Task:
Which lines run from the one containing "on the flowing" through the last line of the records? Copy them exactly, leaving pictures out.

Items listed in a dataset
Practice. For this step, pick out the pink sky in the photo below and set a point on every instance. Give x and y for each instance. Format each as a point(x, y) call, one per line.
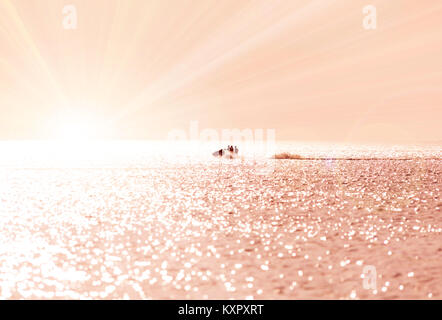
point(306, 68)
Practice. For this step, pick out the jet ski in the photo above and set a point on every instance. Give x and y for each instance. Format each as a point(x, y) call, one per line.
point(228, 153)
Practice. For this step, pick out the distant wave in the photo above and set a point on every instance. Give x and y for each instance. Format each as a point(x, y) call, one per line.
point(293, 156)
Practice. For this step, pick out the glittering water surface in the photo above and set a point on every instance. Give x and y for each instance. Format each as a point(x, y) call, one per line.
point(203, 228)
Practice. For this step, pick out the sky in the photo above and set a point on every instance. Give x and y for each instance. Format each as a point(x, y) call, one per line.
point(139, 69)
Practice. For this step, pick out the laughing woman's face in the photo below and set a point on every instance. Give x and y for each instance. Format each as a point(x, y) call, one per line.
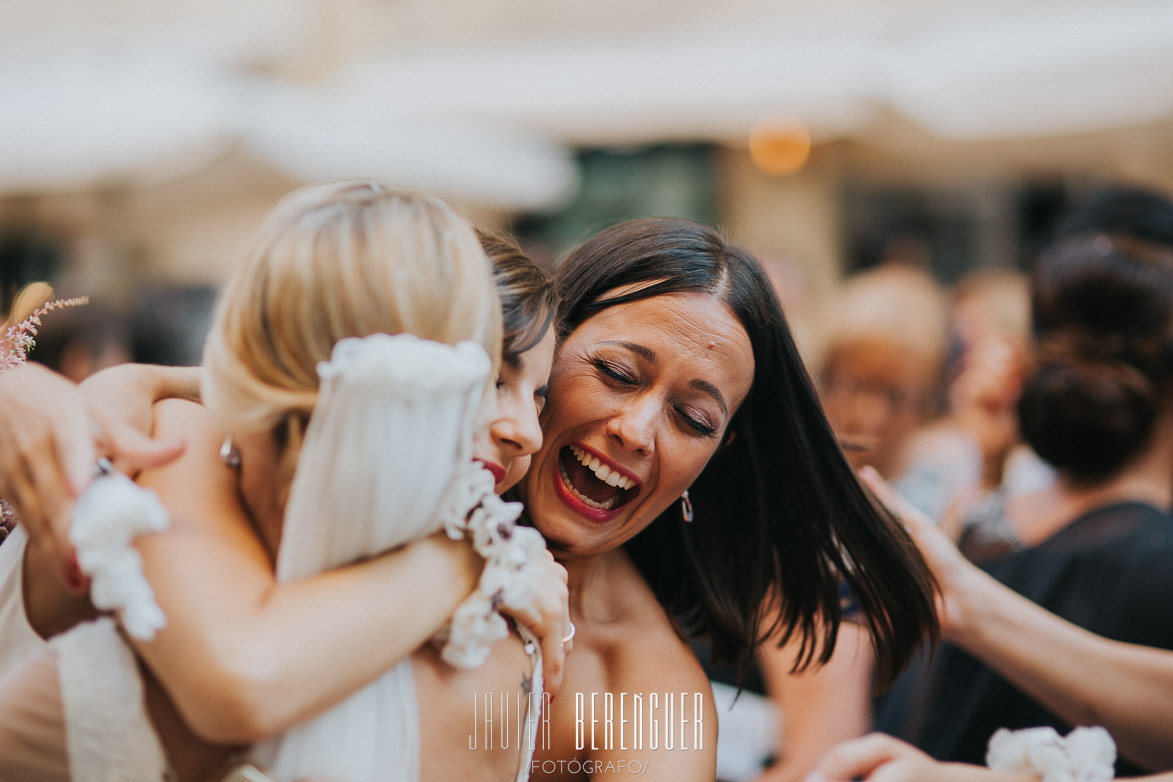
point(641, 396)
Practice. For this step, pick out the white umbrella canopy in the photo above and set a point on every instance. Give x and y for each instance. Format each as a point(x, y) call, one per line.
point(961, 70)
point(148, 103)
point(480, 117)
point(83, 120)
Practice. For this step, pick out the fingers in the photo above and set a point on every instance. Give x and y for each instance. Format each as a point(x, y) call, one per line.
point(133, 451)
point(548, 617)
point(865, 759)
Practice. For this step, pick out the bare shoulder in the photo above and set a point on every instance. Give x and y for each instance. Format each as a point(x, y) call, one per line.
point(178, 417)
point(197, 489)
point(656, 714)
point(645, 645)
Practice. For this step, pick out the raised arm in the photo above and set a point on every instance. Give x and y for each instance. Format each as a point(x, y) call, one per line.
point(1084, 678)
point(53, 433)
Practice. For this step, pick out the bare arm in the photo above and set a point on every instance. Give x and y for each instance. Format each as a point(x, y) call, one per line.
point(877, 757)
point(821, 706)
point(1084, 678)
point(53, 433)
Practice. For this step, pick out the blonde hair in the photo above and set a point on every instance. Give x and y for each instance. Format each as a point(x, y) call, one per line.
point(334, 260)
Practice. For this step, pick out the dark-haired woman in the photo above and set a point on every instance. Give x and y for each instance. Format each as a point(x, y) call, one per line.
point(1094, 549)
point(687, 471)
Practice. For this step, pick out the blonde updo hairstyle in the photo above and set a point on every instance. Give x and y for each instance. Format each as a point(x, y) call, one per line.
point(334, 260)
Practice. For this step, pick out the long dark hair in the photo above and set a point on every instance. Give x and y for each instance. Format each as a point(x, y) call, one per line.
point(781, 522)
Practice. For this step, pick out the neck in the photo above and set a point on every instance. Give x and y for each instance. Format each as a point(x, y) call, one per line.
point(259, 490)
point(585, 572)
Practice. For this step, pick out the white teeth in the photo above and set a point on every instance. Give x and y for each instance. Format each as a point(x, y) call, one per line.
point(587, 501)
point(602, 471)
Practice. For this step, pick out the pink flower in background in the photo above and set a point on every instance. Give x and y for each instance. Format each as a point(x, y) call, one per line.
point(21, 339)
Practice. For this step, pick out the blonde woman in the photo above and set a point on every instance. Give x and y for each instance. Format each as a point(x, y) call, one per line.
point(334, 262)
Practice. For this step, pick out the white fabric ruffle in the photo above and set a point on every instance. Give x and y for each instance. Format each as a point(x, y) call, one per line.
point(386, 460)
point(1083, 755)
point(110, 514)
point(108, 732)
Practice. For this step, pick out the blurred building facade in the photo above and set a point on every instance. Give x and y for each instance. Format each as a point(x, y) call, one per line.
point(143, 142)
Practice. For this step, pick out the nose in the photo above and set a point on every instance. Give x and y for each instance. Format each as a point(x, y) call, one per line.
point(634, 424)
point(516, 430)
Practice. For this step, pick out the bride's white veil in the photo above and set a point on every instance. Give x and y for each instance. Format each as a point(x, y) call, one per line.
point(390, 434)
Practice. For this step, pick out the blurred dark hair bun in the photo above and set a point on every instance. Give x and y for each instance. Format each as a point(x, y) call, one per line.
point(1103, 317)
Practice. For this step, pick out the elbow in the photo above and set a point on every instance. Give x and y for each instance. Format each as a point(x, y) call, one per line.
point(235, 701)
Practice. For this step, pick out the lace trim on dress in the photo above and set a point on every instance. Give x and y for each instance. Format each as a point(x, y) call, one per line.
point(108, 732)
point(387, 460)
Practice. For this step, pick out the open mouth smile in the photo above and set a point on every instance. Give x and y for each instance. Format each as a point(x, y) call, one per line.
point(594, 484)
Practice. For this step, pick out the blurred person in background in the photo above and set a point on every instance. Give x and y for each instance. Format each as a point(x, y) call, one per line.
point(81, 341)
point(880, 379)
point(1093, 548)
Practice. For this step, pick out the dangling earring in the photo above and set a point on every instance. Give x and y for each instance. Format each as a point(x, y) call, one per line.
point(230, 455)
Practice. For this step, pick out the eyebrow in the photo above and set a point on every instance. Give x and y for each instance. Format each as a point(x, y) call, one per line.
point(649, 355)
point(644, 352)
point(712, 390)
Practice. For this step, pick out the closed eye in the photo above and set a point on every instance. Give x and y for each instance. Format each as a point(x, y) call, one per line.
point(696, 423)
point(615, 372)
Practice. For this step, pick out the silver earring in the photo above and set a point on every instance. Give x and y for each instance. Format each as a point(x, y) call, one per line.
point(229, 454)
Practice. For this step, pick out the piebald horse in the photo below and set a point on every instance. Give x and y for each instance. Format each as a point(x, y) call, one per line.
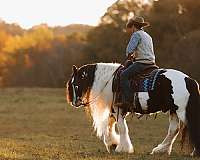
point(174, 92)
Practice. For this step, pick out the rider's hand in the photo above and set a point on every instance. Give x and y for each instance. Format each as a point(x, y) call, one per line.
point(129, 57)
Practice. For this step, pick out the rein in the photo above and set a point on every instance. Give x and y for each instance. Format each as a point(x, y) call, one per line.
point(97, 96)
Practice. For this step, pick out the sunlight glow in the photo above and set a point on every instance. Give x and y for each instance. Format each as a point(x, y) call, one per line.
point(28, 13)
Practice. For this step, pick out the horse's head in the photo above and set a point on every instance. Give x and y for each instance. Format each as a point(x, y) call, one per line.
point(80, 83)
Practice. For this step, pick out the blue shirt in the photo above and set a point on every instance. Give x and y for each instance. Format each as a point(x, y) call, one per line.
point(133, 43)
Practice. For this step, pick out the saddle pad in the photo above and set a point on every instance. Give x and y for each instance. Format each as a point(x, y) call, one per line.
point(145, 84)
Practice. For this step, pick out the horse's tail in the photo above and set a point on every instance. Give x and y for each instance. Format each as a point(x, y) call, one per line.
point(193, 113)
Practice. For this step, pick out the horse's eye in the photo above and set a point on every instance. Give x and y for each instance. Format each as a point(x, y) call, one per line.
point(84, 75)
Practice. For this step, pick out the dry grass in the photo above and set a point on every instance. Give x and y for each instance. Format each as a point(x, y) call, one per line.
point(38, 124)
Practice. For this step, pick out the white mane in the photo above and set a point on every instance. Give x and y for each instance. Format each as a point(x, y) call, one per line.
point(101, 93)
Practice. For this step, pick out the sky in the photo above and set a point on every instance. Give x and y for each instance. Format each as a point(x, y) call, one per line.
point(28, 13)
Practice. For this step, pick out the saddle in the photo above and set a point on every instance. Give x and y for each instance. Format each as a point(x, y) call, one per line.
point(143, 82)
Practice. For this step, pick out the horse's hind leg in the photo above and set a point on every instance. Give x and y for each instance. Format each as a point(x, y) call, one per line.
point(125, 144)
point(112, 139)
point(166, 145)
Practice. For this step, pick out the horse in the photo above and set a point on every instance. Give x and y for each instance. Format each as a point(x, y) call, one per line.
point(91, 86)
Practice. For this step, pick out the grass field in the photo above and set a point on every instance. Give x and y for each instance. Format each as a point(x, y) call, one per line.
point(38, 124)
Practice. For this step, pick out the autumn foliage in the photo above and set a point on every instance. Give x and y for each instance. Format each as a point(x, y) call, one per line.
point(42, 56)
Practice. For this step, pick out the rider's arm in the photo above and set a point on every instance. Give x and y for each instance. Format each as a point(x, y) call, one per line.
point(133, 43)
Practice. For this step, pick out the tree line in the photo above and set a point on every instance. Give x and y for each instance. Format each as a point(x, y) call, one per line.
point(42, 56)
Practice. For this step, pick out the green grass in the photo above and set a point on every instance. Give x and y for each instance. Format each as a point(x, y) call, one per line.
point(38, 124)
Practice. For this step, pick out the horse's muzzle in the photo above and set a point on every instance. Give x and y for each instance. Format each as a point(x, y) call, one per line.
point(77, 103)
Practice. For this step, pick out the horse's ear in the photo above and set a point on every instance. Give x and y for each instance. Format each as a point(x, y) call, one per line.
point(74, 69)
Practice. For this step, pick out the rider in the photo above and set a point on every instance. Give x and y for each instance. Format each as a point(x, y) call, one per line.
point(140, 47)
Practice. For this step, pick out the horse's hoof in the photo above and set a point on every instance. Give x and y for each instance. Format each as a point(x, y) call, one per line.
point(195, 154)
point(120, 148)
point(113, 147)
point(160, 150)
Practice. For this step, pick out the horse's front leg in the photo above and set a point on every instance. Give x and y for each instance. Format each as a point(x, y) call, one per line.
point(125, 144)
point(111, 139)
point(166, 145)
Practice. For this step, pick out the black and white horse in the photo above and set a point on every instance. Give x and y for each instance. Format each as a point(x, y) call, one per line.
point(174, 92)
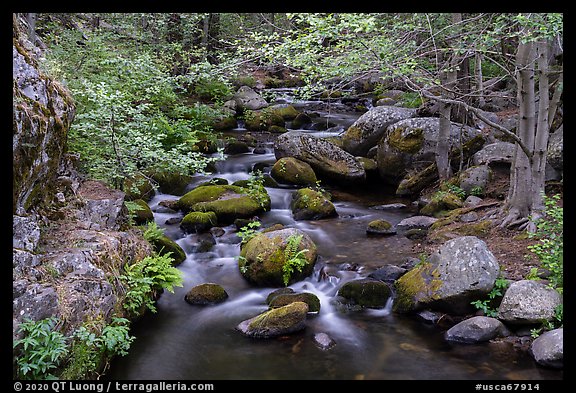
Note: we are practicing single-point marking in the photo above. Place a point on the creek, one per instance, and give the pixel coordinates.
(183, 342)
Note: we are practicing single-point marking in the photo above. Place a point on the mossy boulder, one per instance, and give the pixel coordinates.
(225, 123)
(198, 221)
(263, 120)
(380, 227)
(369, 128)
(288, 319)
(139, 187)
(300, 121)
(164, 245)
(308, 204)
(144, 214)
(460, 271)
(228, 202)
(289, 170)
(286, 298)
(206, 294)
(409, 146)
(236, 147)
(286, 111)
(263, 257)
(366, 292)
(328, 160)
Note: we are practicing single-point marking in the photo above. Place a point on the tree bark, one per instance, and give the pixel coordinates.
(519, 200)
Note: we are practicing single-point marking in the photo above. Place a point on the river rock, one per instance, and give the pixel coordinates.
(288, 319)
(143, 214)
(246, 98)
(528, 302)
(263, 257)
(369, 128)
(415, 222)
(366, 292)
(283, 299)
(308, 204)
(289, 170)
(460, 271)
(164, 245)
(388, 273)
(198, 221)
(228, 202)
(548, 349)
(327, 159)
(206, 294)
(380, 227)
(476, 329)
(475, 177)
(323, 340)
(410, 146)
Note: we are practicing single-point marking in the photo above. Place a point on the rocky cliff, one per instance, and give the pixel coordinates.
(70, 241)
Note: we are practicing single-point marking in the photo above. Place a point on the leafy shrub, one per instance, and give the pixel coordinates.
(91, 344)
(550, 246)
(145, 278)
(489, 306)
(42, 349)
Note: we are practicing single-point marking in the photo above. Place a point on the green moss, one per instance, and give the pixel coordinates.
(480, 229)
(366, 292)
(379, 225)
(144, 214)
(138, 187)
(410, 142)
(165, 245)
(208, 293)
(420, 284)
(227, 210)
(206, 193)
(262, 260)
(286, 298)
(289, 170)
(287, 112)
(198, 221)
(310, 205)
(353, 133)
(282, 317)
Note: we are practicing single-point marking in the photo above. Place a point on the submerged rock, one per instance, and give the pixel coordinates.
(226, 201)
(366, 292)
(548, 349)
(276, 321)
(327, 159)
(263, 257)
(476, 329)
(308, 204)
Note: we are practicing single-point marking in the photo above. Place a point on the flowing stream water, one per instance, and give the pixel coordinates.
(183, 342)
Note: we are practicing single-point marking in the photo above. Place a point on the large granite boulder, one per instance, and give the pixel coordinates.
(460, 271)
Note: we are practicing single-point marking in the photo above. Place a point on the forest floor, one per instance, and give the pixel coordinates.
(509, 246)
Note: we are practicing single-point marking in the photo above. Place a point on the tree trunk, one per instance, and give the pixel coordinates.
(479, 81)
(449, 82)
(542, 130)
(31, 20)
(519, 200)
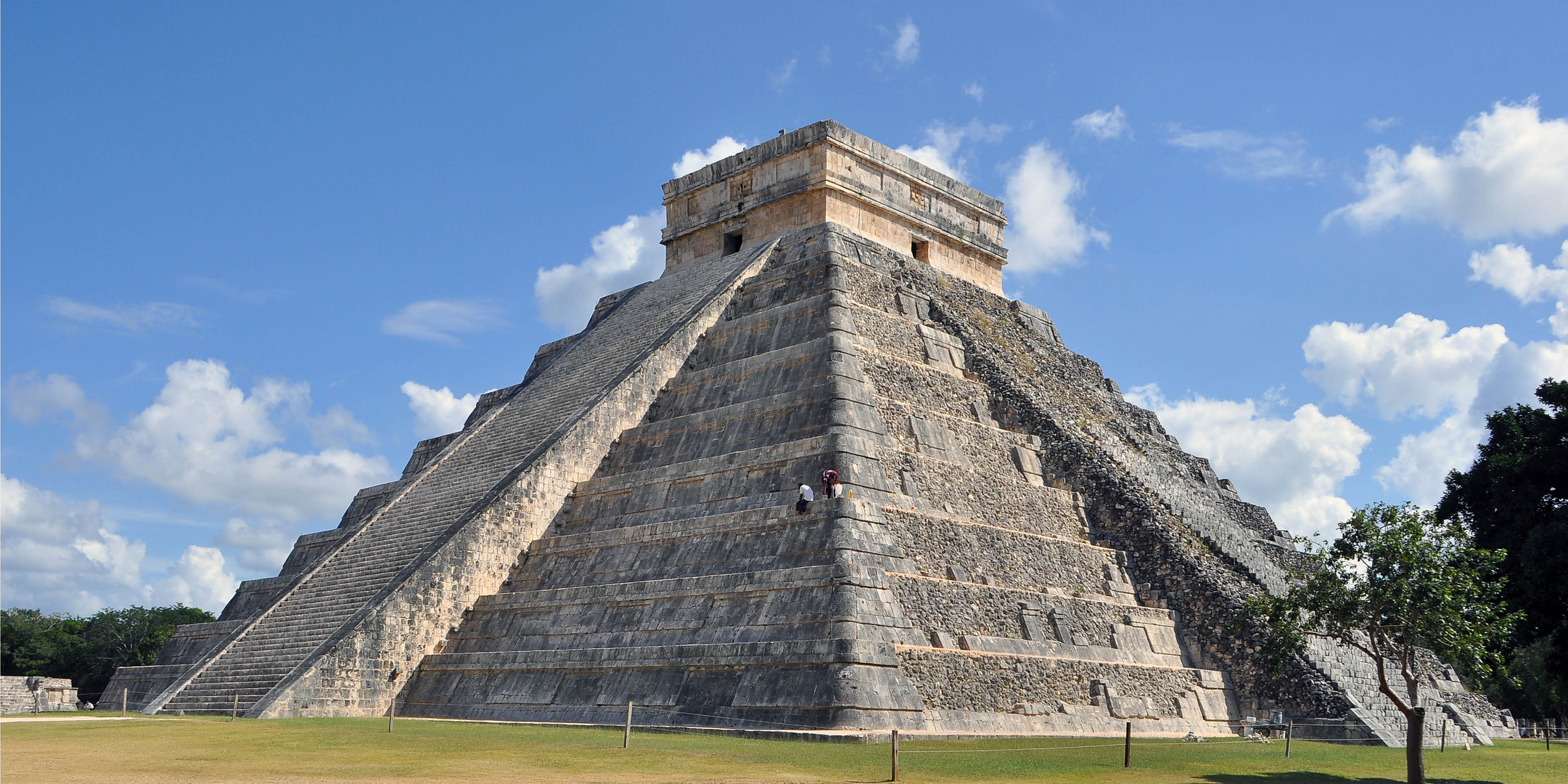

Your solution:
Note: we are practicing single-point marking in the photo above. Place a point on the flowing stream water, one per instance, and give the pixel coordinates.
(183, 342)
Note: we are practicing single-point marking in the photo above. Place a point on the large granite boulder, one per instance, and give the pixel coordinates.
(460, 271)
Note: we are practicing single-point marking in the photo above. Place a point on the forest floor, one per instance, and give the pixel coordinates.
(509, 246)
Note: we are practicing single-point marking in the photo above. Place a point on the tree trunk, one per instance, and give the pixel coordinates.
(479, 81)
(449, 82)
(542, 130)
(31, 20)
(519, 200)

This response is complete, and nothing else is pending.